Beim E-Auto ist Daimler zum Erfolg verdammt
Der Konzern muss Kosten senken und zugleich die Beschäftigung sichern – ein schwieriger Spagat
Vor zwei Jahren gab es heftige Auseinandersetzungen um die Zukunft des Daimler-Werks Untertürkheim. Die Beschäftigten befürchteten, dass ihre Arbeitsplätze durch den Umschwung vom Verbrennungsmotor zum Elektroantrieb unter die Räder kommen, weil E-Antriebe aus viel weniger Teilen bestehen. Erst nach schwierigen Verhandlungen zwischen Management und Betriebsrat konnte der Streit geschlichtet werden. Der Unternehmensleitung sagte zu, dass neben Achsen, Getrieben und Motoren für Verbrennungsmotoren in Untertürkheim auch einige Komponenten für Elektroantriebe gefertigt werden. Nun zeigt sich, dass der Konflikt nicht wirklich beigelegt wurde. Der Betriebsrat will nun durchsetzen, dass auch E-Motoren und weitere Komponenten für Stromer produziert werden.
Diese Auseinandersetzung könnte in den kommenden Jahren zu einem Dauerbrenner werden und noch an Brisanz zunehmen. Denn Daimler setzt gerade erst zu einer Aufholjagd bei Elektroautos an. Im vergangenen September ist der Geländewagen EQC als erster Vertreter einer ganzen Modellfamilie vorgestellt worden. Die Ziele sind ehrgeizig. Bereits bis Mitte des nächsten Jahrzehnts sollen bis zu 25 Prozent aller verkauften Autos einen Elektroantrieb haben. Daimler ist hier zum Erfolg verdammt, denn das Unternehmen gerät gleich von mehreren Seiten unter starken Druck. In China, dem wichtigsten Markt, gelten seit diesem Jahr feste Mindestquoten für den Absatz von Stromern. In Europa muss die Mercedes-Flotte bereits in den kommenden Jahren schärfere Grenzwerte für Kohlendioxid erreichen. Im vergangenen Dezember hat die EU zudem für 2030 noch härtere Vorgaben für den Klimakiller gemacht. Daimler-Chef Dieter Zetsche hat in diesem Monat geklagt, dass derzeit noch niemand wisse, ob und wie diese Ziele bis zum Ende des nächsten Jahrzehnts erreicht werden können. Denn der Trend zu spritdurstigen Geländewagen und die Abkehr vom Diesel führt dazu, dass der Ausstoß von Kohlendioxid zuletzt sogar zugenommen hat. Verfehlt Daimler jedoch diese Vorgaben, droht nicht nur ein Imageverlust, sondern muss das Unternehmen auch hohe Strafen zahlen.
================
**Aufgaben:**
[1] Welches Fahrzeug hat Daimler laut dem Übungstext im vergangenen September als ersten Vertreter einer ganzen Modellfamilie vorgestellt?
[2] Schreibe den Übungstext über Daimler und Elektroautos im Anschluss an seinen letzten Satz weiter.

Einträge aus einer Datensammlung
================
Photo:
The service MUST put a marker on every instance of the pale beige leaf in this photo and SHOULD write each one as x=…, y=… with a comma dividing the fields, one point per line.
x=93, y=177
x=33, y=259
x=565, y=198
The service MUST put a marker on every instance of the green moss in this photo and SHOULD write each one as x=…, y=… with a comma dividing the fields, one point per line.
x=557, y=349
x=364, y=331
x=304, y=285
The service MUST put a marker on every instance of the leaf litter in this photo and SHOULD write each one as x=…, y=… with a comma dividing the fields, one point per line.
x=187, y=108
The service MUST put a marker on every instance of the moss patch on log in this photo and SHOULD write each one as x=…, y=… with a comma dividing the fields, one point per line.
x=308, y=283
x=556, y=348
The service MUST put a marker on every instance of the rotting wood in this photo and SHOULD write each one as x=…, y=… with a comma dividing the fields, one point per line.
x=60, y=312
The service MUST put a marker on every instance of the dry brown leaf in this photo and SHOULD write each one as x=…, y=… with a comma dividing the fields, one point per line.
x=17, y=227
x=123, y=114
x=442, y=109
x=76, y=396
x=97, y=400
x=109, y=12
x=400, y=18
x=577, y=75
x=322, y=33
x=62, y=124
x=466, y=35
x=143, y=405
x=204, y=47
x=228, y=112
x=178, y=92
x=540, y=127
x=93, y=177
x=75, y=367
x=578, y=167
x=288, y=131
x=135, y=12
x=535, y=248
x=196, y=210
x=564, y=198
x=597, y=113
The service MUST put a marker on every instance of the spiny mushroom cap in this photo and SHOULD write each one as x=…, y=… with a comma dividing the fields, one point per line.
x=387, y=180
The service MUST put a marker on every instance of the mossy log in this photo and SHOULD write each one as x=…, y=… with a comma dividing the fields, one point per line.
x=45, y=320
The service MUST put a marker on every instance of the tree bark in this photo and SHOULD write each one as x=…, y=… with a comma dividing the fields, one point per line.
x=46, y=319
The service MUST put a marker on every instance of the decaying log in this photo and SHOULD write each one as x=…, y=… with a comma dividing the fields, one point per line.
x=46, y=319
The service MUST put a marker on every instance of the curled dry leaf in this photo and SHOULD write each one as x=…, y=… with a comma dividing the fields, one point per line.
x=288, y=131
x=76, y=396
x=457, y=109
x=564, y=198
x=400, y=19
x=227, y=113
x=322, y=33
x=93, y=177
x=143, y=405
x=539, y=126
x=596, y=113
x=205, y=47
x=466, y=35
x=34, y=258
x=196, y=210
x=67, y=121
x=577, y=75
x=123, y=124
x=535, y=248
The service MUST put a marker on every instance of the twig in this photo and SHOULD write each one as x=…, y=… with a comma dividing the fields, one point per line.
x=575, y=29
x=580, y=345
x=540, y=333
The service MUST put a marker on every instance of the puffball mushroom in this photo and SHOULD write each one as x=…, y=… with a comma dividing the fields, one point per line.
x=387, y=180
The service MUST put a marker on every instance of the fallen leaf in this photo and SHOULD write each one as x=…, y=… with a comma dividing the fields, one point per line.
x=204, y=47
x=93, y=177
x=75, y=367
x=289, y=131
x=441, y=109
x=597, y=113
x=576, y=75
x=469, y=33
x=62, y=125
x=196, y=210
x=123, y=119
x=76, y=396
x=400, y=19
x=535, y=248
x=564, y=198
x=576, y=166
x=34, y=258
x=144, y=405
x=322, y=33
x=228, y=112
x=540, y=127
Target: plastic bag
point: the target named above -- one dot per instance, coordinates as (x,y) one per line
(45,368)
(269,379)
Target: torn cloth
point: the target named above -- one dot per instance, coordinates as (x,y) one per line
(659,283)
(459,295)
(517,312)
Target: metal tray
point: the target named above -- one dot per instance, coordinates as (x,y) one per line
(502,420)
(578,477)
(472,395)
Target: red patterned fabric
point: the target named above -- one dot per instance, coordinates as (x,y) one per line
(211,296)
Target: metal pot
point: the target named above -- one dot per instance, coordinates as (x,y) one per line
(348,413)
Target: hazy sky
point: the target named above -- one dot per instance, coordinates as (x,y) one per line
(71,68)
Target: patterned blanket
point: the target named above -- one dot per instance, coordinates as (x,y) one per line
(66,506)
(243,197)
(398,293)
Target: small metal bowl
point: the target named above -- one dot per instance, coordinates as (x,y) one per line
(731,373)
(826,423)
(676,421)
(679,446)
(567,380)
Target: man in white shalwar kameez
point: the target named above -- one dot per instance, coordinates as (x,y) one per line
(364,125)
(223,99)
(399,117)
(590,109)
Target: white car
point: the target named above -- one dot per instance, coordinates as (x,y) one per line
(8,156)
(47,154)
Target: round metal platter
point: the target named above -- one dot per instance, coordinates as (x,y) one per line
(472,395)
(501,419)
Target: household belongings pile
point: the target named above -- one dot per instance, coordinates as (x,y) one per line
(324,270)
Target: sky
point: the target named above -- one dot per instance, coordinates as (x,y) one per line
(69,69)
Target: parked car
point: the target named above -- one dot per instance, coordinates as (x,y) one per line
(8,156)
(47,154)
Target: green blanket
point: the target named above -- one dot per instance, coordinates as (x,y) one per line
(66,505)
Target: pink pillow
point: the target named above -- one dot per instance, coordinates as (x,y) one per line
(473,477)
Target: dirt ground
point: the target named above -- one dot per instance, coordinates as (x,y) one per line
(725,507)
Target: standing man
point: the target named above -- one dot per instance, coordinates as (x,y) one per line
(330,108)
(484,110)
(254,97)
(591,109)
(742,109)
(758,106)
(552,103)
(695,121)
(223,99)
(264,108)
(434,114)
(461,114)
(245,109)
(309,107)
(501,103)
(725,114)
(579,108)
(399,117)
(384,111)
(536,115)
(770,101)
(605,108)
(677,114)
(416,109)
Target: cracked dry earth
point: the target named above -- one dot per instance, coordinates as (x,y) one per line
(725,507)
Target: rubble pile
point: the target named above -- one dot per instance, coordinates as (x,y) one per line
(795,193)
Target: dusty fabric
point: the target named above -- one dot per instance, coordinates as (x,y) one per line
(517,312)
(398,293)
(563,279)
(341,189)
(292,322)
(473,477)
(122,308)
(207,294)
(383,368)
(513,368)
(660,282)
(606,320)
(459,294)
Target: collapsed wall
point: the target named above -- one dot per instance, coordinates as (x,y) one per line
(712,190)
================
**Antworten:**
[1] Den Geländewagen EQC.

[2]
Elektroautos können wesentlich dazu beitragen, die Grenzwerte zu erreichen. Doch sie müssen auch gekauft werden. Dafür spielen attraktive Preise eine Schlüsselrolle. Daimler muss die Kosten stark drücken, damit die E-Autos nicht teurer sind als die Verbrenner. Dies dürfte eine große Herausforderung werden, weil die Batterien viel Geld kosten. Daimler will zudem immer mehr Zulieferteile lokal in den Ländern kaufen, in denen die Wagen auch produziert und verkauft werden, um unabhängiger von Schwankungen des Wechselkurses und Handelskonflikten zu werden. Für die Jobs im gesättigten Markt Deutschland, wo die Löhne hoch sind, sind das keine guten Aussichten. Das Unternehmen hat jedoch zugesichert, dass es bis Ende 2029 zumindest keine Kündigungen geben darf.
Um möglichst viel Beschäftigung hierzulande zu erhalten, muss den Betriebsräten die Chance gegeben werden, vor einer Auftragsvergabe an Zulieferer zu prüfen, ob sich auch eine Fertigung bei Daimler rentiert. Dafür wurde eigens ein Innovationsausschuss eingerichtet. Doch gleich zum Auftakt gibt es Ärger. Der Konzern droht schon vorab damit, künftig „auf dem Weltmarkt“ einzukaufen. Das kostet Vertrauen – und dies ausgerechnet in einem Jahr, in dem die Abkühlung der Konjunktur, der Wechsel von Dieter Zetsche zu Ola Källenius an der Unternehmensspitze sowie die Aufspaltung des Konzerns in rechtlich eigenständige Spartenunternehmen ohnehin für Unruhe sorgen dürfte.